- [Provided data]:
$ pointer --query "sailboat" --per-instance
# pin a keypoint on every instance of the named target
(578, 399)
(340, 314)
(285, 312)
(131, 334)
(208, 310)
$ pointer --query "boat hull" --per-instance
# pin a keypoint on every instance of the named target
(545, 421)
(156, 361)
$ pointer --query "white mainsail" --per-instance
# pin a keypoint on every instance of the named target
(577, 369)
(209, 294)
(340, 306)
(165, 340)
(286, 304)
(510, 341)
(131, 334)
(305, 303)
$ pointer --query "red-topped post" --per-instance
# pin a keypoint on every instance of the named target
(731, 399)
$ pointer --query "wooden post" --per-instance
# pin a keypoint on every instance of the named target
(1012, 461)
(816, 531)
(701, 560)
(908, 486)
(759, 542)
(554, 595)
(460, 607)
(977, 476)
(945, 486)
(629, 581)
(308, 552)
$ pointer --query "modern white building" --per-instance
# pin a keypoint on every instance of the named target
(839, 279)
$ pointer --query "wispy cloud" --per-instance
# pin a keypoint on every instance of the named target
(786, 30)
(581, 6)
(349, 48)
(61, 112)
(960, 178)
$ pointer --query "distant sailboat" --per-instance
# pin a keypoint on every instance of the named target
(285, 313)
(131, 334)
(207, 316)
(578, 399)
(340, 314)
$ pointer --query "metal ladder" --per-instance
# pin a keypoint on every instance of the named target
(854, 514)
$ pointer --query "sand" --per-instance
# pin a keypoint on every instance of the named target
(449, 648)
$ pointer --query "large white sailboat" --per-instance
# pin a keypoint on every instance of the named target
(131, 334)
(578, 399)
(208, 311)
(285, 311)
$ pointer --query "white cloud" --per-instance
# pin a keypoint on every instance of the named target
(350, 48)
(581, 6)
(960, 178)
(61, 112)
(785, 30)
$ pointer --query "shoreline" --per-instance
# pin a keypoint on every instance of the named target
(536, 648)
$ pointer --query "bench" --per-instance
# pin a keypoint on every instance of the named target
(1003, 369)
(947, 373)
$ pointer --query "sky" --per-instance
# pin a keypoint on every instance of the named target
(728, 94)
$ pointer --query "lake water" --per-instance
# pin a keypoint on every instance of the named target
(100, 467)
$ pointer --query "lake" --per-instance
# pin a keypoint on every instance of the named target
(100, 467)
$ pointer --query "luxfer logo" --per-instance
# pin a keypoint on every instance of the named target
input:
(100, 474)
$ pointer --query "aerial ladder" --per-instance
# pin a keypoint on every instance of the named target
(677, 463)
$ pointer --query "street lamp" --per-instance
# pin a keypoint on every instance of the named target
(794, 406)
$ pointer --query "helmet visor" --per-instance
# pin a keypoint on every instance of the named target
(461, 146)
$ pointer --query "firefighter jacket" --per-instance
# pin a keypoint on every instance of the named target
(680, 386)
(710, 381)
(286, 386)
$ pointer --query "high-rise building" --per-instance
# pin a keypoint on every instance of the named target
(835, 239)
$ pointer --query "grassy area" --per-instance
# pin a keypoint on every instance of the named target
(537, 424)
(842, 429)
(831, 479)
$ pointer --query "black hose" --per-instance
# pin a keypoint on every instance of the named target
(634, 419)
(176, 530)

* * *

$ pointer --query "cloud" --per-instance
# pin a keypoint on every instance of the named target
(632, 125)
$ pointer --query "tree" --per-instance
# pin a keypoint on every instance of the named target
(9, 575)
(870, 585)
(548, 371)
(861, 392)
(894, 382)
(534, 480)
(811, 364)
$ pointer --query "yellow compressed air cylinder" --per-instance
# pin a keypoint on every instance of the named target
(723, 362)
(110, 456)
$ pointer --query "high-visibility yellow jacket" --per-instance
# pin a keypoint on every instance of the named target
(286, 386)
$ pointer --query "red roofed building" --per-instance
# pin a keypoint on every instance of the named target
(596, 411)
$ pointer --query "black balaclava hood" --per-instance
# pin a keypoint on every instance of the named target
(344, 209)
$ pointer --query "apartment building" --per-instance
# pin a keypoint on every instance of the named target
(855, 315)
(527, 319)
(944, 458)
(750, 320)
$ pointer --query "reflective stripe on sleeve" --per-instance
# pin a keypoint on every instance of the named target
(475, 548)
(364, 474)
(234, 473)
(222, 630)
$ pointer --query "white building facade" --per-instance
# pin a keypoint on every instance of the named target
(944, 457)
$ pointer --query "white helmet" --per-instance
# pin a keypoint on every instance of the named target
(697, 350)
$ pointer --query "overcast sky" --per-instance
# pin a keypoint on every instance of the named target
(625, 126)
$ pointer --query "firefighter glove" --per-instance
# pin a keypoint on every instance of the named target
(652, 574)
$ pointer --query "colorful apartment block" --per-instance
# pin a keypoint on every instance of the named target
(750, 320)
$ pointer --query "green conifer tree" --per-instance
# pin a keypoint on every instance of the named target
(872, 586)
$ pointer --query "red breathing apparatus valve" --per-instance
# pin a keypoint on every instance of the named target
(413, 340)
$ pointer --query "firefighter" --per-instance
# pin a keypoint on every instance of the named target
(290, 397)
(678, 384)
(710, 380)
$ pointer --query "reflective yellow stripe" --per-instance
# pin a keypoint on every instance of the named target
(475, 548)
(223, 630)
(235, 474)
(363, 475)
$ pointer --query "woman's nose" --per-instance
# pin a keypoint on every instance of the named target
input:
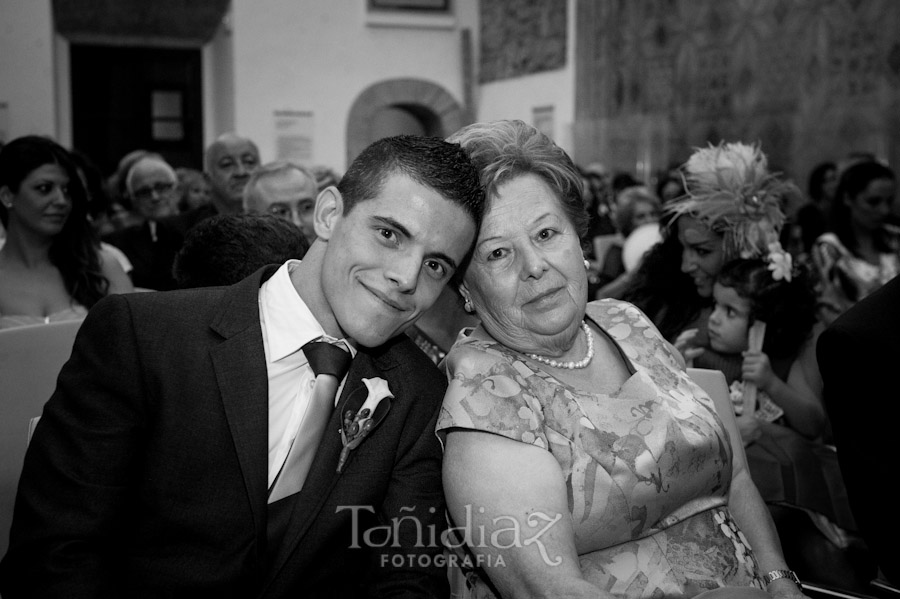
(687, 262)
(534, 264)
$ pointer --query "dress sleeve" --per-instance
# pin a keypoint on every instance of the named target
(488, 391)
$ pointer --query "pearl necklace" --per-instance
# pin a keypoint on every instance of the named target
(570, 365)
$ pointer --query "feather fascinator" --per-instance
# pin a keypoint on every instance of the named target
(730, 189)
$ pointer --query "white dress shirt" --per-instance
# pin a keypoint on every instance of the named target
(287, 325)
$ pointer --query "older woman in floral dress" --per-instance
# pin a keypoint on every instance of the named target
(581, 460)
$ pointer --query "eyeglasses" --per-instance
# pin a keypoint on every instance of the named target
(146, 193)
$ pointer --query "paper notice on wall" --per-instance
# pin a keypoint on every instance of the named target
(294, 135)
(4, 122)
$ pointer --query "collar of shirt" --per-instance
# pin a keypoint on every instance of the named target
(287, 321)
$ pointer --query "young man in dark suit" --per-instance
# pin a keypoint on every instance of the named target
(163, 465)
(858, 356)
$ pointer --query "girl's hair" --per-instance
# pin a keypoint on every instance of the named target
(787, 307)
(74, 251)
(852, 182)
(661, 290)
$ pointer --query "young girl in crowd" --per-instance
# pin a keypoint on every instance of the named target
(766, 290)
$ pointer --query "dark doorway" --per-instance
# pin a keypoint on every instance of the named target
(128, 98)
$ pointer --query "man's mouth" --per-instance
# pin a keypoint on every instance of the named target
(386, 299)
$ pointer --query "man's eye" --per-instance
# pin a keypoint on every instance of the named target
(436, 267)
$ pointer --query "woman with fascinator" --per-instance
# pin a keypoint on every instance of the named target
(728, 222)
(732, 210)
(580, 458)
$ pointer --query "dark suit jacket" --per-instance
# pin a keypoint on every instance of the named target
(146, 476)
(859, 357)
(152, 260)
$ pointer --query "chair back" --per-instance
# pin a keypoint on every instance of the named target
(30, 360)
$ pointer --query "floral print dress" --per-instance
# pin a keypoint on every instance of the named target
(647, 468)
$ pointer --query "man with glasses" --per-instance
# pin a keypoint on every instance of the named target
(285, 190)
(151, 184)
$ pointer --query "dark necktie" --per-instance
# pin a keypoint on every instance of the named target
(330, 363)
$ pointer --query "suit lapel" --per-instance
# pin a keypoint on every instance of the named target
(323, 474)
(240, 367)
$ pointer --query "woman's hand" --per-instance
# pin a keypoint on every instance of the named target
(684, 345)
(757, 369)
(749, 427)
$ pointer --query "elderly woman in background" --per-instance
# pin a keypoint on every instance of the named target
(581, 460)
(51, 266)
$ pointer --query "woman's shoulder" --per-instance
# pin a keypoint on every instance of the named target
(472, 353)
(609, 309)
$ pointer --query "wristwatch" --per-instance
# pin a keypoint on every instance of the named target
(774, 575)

- [Your goal]:
Filter the records for lines holding the string "fascinator". Copy each one.

- [Answer space]:
$ pointer --query "feather fascinator" --per-instance
$ pointer --query "woman with fascinator" --per-instance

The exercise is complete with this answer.